Filter the listing below down to the lines that contain the string "receive", and copy each of those lines. Matching is case-sensitive.

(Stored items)
::::

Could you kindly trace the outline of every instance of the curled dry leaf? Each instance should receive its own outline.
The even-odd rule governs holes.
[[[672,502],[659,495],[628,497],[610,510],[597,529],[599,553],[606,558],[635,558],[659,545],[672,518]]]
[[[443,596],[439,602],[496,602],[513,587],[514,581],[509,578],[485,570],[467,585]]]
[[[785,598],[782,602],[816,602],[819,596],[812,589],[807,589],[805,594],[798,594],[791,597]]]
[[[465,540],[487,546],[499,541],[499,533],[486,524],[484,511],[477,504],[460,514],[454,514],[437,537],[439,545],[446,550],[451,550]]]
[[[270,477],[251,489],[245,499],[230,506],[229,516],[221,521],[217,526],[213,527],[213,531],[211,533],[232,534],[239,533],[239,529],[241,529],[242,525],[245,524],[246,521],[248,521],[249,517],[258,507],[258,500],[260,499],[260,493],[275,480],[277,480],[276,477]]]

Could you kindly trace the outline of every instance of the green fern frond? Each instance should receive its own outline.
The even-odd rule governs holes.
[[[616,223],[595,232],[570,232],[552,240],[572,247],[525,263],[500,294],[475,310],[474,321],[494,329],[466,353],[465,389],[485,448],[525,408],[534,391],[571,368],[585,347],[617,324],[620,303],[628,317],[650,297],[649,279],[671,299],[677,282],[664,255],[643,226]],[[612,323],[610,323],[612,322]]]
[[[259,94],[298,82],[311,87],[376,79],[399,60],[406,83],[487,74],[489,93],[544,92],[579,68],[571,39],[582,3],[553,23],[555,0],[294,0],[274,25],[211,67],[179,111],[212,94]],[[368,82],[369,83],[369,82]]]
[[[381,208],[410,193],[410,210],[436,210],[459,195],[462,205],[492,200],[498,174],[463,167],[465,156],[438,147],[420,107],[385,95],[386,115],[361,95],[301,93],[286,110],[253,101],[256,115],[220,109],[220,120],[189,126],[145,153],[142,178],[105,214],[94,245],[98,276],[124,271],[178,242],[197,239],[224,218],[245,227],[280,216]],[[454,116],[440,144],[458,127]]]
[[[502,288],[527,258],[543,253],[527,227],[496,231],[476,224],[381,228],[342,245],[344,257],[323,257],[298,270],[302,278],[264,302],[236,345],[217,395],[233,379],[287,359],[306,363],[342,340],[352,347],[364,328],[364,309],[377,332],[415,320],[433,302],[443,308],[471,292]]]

::::

→ COMPLETE ANSWER:
Could you kindly trace the outline of every instance of the curled dry leaf? Each instance should receive its own outline.
Could you kindly trace the outline of every instance of the green fern frond? Each instance should receive its own outline.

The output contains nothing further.